### [Task objective]
Report every line of the records below that contains the word "bridge".
········
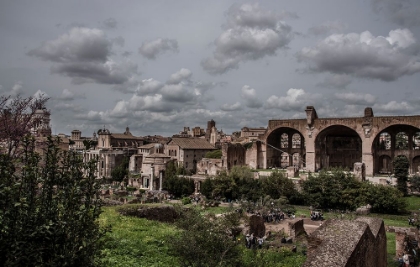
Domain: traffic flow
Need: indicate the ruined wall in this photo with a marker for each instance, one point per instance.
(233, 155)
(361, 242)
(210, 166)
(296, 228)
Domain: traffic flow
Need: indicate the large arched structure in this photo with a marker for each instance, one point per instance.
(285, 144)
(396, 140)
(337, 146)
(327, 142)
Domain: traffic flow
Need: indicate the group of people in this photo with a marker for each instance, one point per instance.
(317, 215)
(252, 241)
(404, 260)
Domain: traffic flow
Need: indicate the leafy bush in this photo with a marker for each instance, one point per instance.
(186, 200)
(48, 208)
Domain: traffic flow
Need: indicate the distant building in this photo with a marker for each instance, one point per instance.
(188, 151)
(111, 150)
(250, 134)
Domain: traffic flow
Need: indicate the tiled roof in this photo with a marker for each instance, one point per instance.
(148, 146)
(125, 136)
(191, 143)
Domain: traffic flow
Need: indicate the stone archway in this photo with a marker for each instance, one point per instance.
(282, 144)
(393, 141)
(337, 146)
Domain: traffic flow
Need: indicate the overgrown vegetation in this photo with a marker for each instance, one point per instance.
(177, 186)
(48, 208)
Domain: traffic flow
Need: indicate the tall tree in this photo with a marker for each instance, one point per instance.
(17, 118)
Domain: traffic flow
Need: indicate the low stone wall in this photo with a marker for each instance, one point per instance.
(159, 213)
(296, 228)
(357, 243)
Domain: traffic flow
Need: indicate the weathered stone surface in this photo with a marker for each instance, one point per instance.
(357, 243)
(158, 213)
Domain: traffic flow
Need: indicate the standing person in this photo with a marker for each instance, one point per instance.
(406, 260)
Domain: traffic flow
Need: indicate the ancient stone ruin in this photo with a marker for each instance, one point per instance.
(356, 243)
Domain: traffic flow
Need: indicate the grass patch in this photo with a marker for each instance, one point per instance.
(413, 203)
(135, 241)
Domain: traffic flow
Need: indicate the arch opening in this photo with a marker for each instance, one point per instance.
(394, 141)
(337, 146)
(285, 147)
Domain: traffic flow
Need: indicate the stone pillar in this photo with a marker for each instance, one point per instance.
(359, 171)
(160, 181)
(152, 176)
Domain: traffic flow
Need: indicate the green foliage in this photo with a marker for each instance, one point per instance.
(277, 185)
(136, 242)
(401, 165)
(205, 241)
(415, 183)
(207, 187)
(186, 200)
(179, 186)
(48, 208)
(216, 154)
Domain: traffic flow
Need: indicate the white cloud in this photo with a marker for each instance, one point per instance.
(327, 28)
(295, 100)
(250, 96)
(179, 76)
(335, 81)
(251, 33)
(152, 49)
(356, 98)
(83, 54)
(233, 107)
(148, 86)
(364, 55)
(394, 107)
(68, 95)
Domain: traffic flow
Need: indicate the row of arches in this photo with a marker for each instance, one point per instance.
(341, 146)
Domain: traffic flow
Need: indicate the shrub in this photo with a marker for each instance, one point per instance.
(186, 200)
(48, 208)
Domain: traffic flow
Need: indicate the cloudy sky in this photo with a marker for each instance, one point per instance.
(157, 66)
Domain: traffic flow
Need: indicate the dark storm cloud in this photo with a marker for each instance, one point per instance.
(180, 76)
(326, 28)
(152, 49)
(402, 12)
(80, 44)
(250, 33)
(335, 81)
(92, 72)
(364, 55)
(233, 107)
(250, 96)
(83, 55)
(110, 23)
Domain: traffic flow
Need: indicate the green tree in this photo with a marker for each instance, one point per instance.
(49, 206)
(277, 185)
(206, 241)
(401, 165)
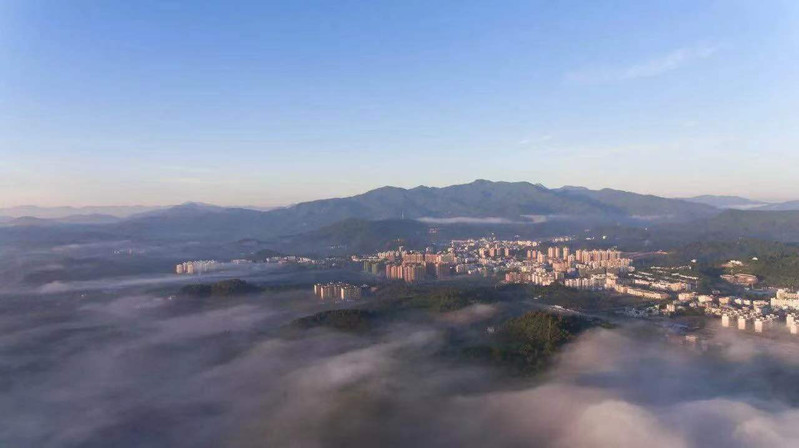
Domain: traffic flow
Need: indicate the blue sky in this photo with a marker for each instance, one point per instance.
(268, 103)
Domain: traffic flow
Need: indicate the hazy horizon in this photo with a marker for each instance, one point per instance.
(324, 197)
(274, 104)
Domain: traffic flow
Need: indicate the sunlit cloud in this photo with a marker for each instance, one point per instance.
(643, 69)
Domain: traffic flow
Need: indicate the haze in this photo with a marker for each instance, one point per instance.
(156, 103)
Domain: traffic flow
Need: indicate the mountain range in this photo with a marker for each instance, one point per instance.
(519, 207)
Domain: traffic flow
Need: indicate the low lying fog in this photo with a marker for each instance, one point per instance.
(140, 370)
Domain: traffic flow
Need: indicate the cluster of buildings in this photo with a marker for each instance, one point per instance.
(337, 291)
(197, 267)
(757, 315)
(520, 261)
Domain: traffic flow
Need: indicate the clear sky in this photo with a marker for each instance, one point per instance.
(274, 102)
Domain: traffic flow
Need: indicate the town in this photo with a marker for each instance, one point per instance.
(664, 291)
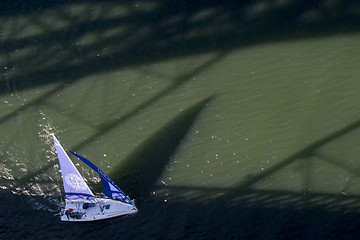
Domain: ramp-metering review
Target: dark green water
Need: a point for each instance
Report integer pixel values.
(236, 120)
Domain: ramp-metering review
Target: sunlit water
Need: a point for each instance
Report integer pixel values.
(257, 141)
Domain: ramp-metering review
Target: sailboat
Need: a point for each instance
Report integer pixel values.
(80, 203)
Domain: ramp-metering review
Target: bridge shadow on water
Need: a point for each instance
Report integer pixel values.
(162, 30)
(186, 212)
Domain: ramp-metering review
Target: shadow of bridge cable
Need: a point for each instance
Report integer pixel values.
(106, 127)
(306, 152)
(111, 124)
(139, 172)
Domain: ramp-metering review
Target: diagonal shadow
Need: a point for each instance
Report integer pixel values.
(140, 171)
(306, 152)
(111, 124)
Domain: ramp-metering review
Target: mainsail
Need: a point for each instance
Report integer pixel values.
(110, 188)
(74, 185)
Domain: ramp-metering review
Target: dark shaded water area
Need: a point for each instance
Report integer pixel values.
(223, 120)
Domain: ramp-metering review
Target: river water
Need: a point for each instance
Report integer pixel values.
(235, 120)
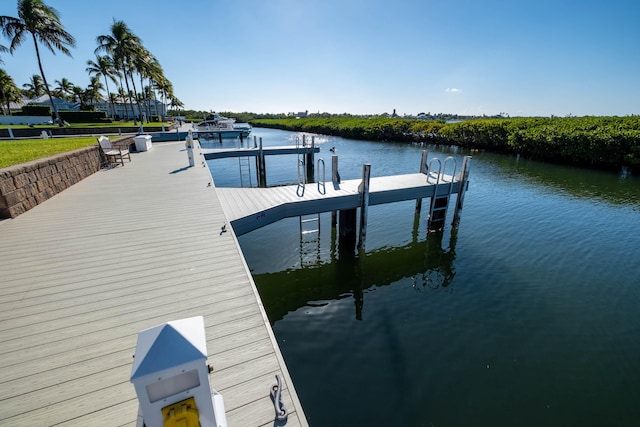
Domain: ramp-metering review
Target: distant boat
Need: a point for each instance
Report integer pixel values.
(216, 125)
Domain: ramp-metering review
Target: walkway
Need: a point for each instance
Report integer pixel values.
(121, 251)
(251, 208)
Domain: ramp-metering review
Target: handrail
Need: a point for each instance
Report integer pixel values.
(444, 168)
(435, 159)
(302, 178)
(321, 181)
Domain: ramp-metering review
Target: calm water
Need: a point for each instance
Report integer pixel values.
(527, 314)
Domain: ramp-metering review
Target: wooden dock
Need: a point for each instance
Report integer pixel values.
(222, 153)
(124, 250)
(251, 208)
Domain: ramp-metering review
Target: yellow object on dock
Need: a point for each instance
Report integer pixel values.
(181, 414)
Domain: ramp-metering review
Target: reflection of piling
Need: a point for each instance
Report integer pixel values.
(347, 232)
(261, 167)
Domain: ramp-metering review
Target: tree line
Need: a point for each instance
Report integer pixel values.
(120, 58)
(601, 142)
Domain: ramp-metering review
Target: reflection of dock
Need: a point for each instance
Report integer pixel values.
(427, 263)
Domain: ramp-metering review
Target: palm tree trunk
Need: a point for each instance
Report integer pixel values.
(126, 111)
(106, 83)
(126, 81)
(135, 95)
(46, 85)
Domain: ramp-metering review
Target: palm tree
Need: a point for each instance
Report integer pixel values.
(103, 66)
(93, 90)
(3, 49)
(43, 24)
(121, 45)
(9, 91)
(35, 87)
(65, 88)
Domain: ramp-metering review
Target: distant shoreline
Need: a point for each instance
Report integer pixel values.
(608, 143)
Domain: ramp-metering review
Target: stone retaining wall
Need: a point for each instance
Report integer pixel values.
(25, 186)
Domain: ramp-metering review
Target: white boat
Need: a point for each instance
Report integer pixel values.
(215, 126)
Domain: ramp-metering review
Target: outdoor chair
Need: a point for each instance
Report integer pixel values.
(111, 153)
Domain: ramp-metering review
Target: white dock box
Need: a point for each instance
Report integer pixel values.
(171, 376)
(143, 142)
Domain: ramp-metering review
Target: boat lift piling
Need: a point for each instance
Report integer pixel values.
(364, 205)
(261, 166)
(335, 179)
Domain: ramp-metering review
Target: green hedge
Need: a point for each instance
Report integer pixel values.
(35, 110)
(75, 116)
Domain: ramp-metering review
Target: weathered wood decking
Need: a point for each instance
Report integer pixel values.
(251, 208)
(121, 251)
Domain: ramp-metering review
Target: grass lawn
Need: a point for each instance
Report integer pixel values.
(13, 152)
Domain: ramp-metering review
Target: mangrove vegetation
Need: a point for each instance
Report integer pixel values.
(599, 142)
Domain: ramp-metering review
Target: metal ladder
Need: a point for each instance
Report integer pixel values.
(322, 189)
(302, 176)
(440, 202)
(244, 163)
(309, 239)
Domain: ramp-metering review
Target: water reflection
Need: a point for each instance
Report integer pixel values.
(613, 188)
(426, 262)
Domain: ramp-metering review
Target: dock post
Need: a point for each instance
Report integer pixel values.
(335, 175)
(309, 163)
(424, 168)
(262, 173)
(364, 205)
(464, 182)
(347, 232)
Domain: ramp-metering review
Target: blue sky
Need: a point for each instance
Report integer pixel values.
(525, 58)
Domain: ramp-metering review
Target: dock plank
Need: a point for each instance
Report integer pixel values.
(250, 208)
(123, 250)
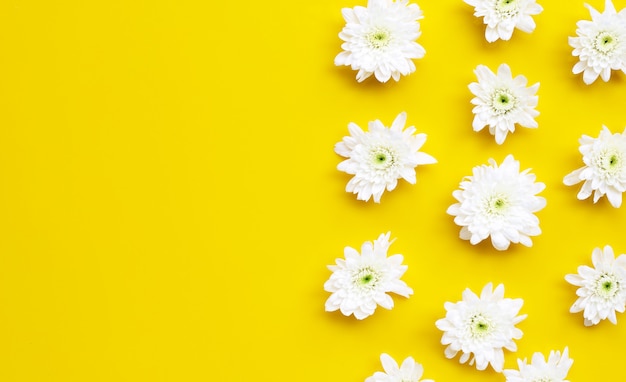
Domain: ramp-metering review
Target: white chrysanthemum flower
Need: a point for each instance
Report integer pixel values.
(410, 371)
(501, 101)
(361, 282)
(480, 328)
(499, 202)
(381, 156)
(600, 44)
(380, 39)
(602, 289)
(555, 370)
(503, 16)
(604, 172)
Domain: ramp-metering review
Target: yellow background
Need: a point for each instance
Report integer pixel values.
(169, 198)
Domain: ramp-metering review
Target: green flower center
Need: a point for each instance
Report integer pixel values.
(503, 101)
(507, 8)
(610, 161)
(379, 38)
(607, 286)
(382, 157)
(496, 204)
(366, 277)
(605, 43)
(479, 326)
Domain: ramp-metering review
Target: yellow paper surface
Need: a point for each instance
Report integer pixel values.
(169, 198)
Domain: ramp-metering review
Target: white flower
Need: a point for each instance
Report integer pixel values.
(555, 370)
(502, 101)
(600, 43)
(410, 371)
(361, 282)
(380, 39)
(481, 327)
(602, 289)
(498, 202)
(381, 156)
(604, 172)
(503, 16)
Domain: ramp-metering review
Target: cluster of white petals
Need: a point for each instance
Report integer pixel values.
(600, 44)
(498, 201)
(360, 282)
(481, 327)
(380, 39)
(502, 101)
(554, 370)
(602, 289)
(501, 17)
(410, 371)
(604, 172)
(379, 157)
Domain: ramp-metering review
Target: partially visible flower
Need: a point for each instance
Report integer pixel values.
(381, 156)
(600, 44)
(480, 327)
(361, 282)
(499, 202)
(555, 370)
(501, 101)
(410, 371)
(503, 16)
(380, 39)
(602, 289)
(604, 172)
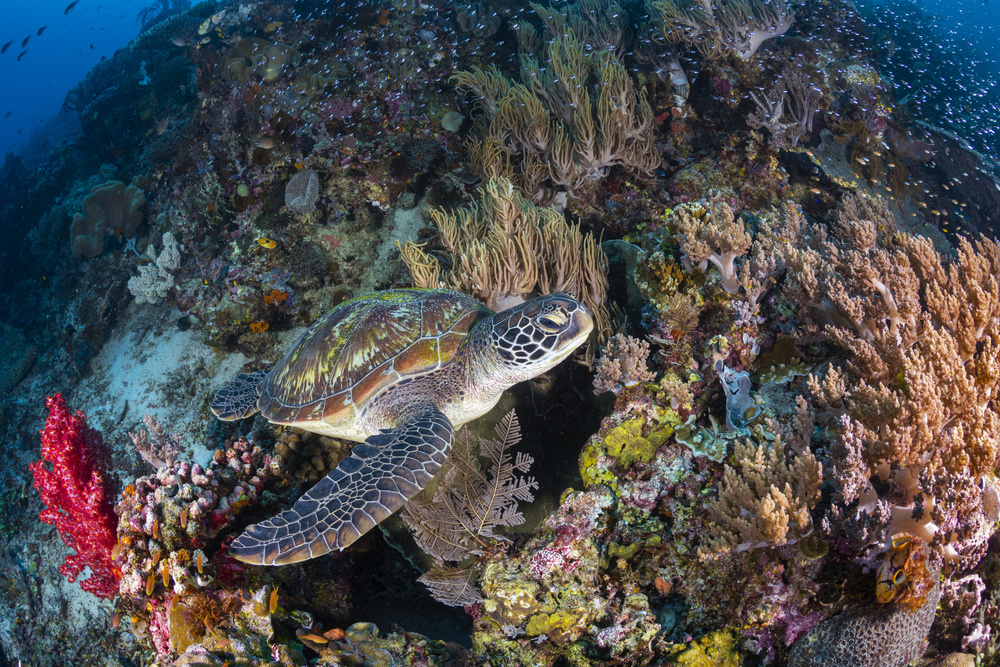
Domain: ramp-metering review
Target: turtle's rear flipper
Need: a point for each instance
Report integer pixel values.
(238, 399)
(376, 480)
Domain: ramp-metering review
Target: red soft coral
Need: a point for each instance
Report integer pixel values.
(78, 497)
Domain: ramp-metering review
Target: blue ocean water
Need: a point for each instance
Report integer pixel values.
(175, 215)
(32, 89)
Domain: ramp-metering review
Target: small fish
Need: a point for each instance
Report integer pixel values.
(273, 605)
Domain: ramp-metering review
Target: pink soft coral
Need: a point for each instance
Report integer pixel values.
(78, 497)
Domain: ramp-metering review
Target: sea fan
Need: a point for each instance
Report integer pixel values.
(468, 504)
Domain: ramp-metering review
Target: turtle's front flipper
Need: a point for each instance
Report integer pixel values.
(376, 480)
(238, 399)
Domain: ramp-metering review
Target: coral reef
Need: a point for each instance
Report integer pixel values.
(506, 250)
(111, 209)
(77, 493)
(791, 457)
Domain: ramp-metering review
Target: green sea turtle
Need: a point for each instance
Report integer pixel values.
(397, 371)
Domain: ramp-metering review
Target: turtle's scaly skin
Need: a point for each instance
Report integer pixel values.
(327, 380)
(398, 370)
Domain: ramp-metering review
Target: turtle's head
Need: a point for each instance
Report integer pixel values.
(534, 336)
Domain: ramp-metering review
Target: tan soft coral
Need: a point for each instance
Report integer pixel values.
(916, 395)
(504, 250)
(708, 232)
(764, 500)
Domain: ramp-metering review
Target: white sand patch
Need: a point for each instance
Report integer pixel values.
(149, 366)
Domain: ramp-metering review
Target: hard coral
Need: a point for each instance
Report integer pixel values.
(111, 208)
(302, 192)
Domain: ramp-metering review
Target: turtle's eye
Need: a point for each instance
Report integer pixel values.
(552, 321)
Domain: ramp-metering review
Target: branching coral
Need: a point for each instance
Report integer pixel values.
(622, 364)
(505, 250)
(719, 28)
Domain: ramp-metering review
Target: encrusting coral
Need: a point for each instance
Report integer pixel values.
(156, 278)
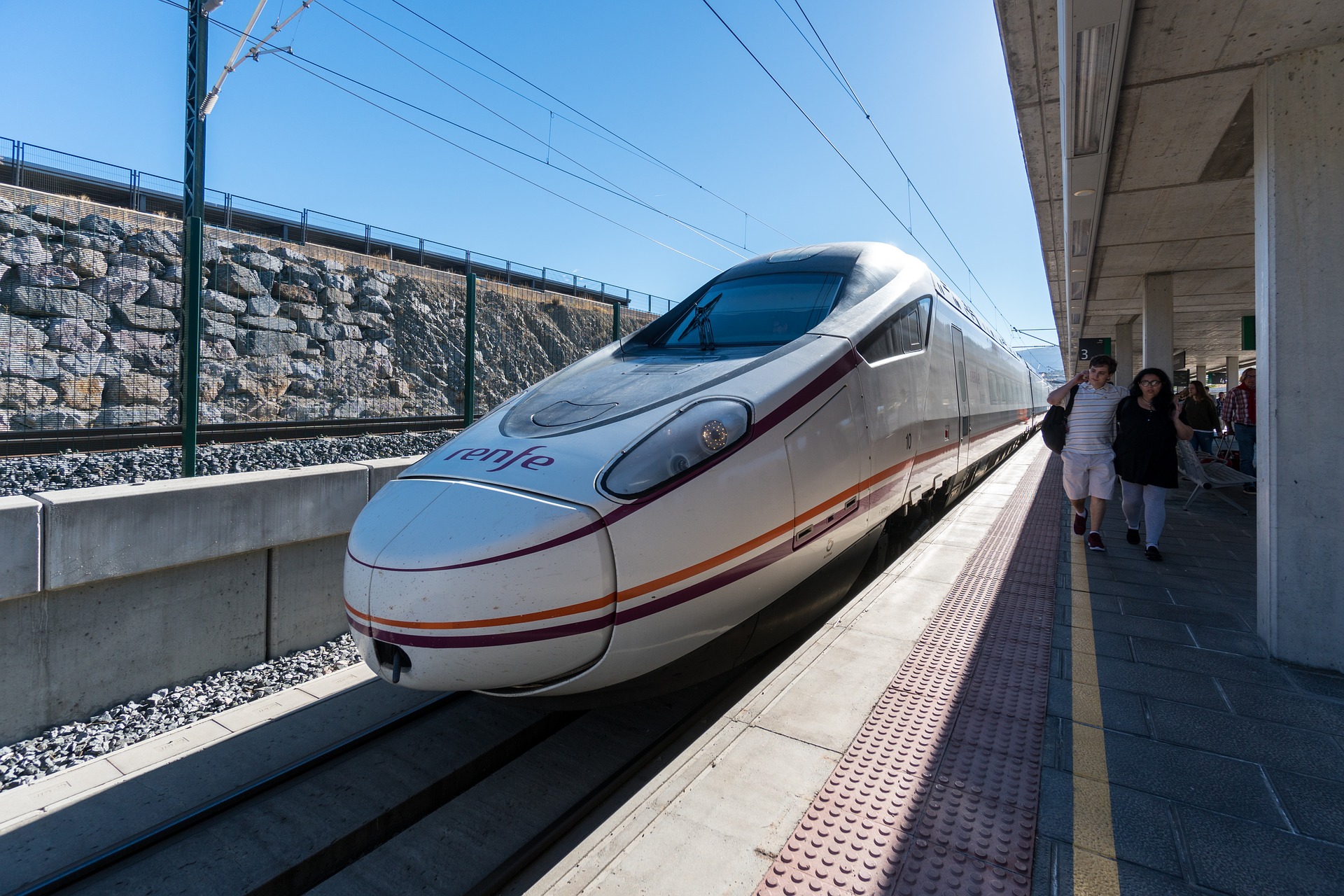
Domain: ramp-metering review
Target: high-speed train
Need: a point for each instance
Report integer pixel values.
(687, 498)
········
### [Answer section]
Target: bridge shadow on water
Target: shadow of bridge cable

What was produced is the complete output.